== TEXT SEGMENT

Service operational verification endpoint.

bash curl --location 'localhost:3123/health'

bash { "status": "ok" }

POST /api/short-video

Submits a request to render a new video.

bash curl --location 'localhost:3123/api/short-video' \ --header 'Content-Type: application/json' \ --data '{ "scenes": [ { "text": "Hello world!", "searchTerms": ["river"] } ], "config": { "paddingBack": 1500, "music": "chill" } }'

bash { "videoId": "cma9sjly700020jo25vwzfnv9" }

GET /api/short-video/{id}/status

Retrieves the current processing status for a specified video identifier.

bash curl --location 'localhost:3123/api/short-video/cm9ekme790000hysi5h4odlt1/status'

bash { "status": "ready" }

GET /api/short-video/{id}

Fetches the finalized video binary data.

bash curl --location 'localhost:3123/api/short-video/cm9ekme790000hysi5h4odlt1'

Response body contains the raw video stream.

GET /api/short-videos

Lists all currently processed or processing video jobs.

bash curl --location 'localhost:3123/api/short-videos'

bash { "videos": [ { "id": "cma9wcwfc0000brsi60ur4lib", "status": "processing" } ] }

DELETE /api/short-video/{id}

Removes a video artifact from the system storage.

bash curl --location --request DELETE 'localhost:3123/api/short-video/cma9wcwfc0000brsi60ur4lib'

bash { "success": true }

GET /api/voices

Lists all identifiers for supported synthetic voices.

bash curl --location 'localhost:3123/api/voices'

bash [ "af_heart", "af_alloy", "af_aoede", "af_bella", "af_jessica", "af_kore", "af_nicole", "af_nova", "af_river", "af_sarah", "af_sky", "am_adam", "am_echo", "am_eric", "am_fenrir", "am_liam", "am_michael", "am_onyx", "am_puck", "am_santa", "bf_emma", "bf_isabella", "bm_george", "bm_lewis", "bf_alice", "bf_lily", "bm_daniel", "bm_fable" ]

GET /api/music-tags

Lists available mood tags for background music selection.

bash curl --location 'localhost:3123/api/music-tags'

bash [ "sad", "melancholic", "happy", "euphoric/high", "excited", "chill", "uneasy", "angry", "dark", "hopeful", "contemplative", "funny/quirky" ]

Issue Resolution

Docker Container Operation

The service mandates a minimum of 3GB of free RAM. Verify that your Docker environment (Docker Desktop settings or WSL2 global configuration file at wsl.conf) is provisioned with sufficient memory resources.

If utilizing WSL2 on Windows, resource constraints must be managed via the wsl.conf utility (see Microsoft documentation); otherwise, adjustments are made in Docker Desktop.

====
== INFORMATION SUPPLIED

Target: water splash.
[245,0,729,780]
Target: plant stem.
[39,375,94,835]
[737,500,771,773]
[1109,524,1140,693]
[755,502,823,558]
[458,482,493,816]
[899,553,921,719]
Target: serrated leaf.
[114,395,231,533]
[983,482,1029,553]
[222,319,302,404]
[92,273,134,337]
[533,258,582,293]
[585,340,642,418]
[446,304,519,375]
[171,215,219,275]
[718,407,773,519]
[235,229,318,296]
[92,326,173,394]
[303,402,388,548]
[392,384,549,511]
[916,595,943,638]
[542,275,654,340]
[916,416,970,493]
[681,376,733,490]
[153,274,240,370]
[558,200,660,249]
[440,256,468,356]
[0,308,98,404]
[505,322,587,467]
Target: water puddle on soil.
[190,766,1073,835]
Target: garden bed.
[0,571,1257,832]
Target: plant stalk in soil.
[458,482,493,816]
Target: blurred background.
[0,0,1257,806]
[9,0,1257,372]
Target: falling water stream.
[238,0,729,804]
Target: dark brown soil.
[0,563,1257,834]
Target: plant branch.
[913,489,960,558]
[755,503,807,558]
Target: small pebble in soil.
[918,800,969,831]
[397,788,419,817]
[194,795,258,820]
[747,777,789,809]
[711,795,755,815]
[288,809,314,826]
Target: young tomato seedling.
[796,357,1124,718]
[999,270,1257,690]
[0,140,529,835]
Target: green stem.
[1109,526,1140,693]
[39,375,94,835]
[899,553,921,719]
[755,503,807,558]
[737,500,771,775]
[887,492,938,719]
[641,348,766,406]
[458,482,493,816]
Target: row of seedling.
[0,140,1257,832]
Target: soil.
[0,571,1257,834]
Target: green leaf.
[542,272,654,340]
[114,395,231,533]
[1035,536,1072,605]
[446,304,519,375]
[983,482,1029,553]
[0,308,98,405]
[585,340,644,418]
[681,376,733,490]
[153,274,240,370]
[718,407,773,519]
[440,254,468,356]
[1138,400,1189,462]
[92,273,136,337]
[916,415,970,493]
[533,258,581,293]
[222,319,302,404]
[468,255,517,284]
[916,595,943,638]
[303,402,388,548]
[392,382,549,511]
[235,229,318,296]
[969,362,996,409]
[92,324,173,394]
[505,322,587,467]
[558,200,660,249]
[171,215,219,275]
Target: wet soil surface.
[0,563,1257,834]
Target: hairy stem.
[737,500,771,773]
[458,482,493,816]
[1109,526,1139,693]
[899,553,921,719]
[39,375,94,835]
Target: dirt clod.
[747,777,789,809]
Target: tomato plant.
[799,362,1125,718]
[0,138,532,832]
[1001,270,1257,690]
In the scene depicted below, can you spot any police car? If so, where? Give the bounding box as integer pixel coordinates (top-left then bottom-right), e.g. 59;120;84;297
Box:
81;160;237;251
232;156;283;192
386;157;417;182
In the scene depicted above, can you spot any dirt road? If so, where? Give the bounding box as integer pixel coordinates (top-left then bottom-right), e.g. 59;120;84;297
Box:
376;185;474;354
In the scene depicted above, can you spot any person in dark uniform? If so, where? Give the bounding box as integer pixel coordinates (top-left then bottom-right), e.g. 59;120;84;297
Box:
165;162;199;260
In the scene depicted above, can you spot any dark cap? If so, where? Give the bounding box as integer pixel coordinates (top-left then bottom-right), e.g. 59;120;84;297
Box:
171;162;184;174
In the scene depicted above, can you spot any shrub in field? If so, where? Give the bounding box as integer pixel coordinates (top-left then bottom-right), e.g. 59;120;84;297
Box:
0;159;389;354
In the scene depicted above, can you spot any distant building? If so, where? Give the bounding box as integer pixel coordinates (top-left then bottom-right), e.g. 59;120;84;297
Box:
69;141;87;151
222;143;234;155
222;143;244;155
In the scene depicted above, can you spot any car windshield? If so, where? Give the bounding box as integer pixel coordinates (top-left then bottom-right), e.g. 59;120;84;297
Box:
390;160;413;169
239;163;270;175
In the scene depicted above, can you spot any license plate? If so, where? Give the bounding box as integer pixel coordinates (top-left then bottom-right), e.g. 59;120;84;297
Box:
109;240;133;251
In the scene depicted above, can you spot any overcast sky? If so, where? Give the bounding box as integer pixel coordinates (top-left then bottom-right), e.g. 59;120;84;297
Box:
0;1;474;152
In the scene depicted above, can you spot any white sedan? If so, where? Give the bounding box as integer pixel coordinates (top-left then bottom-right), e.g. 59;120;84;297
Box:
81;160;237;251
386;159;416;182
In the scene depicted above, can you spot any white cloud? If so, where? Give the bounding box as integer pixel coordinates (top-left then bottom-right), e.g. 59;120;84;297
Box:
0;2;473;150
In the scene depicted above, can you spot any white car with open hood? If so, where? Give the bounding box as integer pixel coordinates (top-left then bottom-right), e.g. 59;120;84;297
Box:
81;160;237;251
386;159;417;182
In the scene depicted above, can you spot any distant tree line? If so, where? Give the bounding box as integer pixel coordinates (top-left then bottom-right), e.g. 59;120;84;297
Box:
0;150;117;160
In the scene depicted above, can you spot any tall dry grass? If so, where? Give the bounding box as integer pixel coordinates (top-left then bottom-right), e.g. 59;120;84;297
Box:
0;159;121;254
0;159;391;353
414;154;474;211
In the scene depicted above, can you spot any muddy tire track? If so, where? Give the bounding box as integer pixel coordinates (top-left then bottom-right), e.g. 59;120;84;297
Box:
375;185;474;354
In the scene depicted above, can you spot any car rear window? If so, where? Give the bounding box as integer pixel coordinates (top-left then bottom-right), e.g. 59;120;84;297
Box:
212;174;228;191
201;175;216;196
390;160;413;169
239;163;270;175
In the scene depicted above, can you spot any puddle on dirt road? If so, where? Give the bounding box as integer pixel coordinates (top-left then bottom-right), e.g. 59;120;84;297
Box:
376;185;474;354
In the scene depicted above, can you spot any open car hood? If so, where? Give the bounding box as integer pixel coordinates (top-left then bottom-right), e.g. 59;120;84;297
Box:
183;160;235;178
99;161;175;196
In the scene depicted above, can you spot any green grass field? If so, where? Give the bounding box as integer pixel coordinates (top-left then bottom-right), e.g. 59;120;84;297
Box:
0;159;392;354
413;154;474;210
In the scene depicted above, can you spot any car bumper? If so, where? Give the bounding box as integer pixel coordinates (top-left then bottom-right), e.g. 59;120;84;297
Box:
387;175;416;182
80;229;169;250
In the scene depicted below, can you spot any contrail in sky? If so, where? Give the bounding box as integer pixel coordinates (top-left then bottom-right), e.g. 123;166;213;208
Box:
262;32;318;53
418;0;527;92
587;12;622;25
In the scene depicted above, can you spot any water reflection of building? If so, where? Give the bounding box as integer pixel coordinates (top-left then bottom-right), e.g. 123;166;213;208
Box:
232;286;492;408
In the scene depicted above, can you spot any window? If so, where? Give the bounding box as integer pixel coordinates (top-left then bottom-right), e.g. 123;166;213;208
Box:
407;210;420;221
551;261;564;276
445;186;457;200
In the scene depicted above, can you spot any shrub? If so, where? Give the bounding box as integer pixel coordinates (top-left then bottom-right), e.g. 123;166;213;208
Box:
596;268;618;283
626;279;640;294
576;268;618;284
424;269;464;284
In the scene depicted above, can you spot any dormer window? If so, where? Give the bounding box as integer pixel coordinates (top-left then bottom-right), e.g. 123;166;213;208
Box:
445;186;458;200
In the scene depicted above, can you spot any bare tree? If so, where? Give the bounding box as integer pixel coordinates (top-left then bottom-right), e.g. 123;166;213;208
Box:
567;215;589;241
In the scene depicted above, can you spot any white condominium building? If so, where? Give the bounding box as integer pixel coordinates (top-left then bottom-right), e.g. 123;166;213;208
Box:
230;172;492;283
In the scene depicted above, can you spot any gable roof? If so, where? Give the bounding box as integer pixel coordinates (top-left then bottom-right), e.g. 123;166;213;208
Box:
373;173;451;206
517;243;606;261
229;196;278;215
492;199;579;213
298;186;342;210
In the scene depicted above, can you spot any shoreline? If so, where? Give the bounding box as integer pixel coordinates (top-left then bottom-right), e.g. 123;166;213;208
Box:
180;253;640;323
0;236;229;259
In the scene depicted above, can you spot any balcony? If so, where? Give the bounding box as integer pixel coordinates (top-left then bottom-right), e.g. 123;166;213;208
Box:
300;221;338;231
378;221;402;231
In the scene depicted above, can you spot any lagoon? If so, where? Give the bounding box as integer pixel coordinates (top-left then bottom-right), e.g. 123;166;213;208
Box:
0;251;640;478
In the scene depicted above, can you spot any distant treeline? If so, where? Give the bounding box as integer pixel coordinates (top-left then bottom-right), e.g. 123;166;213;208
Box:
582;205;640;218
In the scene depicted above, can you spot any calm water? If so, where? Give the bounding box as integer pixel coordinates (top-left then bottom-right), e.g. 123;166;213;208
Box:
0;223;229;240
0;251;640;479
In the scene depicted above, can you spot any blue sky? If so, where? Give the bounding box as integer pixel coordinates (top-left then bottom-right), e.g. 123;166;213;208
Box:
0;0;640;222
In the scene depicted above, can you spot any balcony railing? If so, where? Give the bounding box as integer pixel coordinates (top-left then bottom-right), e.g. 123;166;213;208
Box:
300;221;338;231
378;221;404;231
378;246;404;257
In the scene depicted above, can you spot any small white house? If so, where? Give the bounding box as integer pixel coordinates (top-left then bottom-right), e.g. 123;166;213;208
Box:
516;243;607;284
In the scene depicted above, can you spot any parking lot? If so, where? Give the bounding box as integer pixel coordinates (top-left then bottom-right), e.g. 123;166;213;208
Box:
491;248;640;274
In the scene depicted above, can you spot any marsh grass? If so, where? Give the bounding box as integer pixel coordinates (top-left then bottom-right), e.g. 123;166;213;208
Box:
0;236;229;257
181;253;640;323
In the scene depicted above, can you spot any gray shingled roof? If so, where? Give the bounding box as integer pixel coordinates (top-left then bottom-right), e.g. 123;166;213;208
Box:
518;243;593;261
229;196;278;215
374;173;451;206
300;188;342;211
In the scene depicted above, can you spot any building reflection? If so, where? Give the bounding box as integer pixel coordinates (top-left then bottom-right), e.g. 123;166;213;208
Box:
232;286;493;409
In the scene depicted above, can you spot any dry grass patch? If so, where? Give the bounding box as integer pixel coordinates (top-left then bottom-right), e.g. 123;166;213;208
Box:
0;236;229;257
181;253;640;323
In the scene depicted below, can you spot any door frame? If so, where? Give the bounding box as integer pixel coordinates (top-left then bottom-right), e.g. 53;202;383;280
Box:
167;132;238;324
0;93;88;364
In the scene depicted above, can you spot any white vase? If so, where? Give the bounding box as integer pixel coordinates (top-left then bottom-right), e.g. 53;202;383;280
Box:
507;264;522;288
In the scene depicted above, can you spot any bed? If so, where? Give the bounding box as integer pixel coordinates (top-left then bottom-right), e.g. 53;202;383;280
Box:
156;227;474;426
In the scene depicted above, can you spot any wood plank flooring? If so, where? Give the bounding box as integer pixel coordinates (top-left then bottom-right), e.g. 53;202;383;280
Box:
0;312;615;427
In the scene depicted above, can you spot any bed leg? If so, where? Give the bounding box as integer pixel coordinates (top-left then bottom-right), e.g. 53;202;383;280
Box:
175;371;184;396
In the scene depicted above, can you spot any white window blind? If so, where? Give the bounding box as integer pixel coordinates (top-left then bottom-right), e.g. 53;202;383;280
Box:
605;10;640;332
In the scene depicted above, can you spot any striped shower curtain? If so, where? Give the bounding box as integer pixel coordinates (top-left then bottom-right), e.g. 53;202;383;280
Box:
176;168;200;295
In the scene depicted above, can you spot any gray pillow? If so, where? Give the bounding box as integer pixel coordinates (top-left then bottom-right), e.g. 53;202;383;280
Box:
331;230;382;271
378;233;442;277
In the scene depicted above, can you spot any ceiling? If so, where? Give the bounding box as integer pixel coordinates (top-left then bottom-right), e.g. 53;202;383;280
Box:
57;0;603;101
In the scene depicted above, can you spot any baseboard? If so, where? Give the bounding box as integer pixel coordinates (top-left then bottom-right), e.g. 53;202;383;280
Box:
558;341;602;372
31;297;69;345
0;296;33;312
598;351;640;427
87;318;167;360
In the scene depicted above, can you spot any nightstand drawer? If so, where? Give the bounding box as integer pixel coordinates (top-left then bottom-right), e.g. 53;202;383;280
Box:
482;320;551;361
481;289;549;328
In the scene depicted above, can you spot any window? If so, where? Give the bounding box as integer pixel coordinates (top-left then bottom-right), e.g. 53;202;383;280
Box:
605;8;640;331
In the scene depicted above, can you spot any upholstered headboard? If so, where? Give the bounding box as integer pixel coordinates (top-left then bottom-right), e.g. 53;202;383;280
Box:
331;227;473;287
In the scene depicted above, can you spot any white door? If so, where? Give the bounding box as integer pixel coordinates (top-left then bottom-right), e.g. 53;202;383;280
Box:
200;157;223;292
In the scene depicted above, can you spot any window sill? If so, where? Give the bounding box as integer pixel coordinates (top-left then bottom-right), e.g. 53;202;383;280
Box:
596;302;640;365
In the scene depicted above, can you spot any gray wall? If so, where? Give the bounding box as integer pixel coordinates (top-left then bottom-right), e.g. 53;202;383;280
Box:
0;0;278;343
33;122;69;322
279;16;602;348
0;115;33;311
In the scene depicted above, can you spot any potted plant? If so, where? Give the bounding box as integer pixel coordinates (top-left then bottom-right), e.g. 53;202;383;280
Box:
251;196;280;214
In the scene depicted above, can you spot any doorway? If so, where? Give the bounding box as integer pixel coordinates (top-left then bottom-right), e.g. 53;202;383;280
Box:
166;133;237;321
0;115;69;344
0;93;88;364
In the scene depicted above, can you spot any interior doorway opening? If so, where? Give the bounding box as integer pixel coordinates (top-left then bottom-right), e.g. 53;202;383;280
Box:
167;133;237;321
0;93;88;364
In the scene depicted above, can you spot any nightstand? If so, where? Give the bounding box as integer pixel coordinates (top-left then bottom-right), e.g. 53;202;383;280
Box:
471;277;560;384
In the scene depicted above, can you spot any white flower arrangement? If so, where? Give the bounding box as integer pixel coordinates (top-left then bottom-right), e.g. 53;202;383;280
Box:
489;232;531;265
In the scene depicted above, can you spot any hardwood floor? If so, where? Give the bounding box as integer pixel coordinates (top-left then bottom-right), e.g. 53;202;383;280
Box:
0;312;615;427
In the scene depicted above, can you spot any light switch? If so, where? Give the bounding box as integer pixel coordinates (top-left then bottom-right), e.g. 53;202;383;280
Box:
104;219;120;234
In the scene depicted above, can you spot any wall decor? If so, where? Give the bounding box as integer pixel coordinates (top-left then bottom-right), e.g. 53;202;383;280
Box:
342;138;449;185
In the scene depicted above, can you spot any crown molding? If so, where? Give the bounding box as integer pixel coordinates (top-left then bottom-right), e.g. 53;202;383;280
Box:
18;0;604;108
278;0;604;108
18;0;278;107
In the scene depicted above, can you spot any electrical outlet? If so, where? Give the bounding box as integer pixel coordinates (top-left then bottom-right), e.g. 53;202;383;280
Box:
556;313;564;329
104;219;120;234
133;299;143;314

====

* [GOAL OF THE EXERCISE]
Reproduce the section of the API documentation from "Removes a video" up to and including "supported synthetic voices.". The listing that comes after the text is a separate set of material.

* [TASK SOLUTION]
Removes a video artifact from the system storage.

bash curl --location --request DELETE 'localhost:3123/api/short-video/cma9wcwfc0000brsi60ur4lib'

bash { "success": true }

GET /api/voices

Lists all identifiers for supported synthetic voices.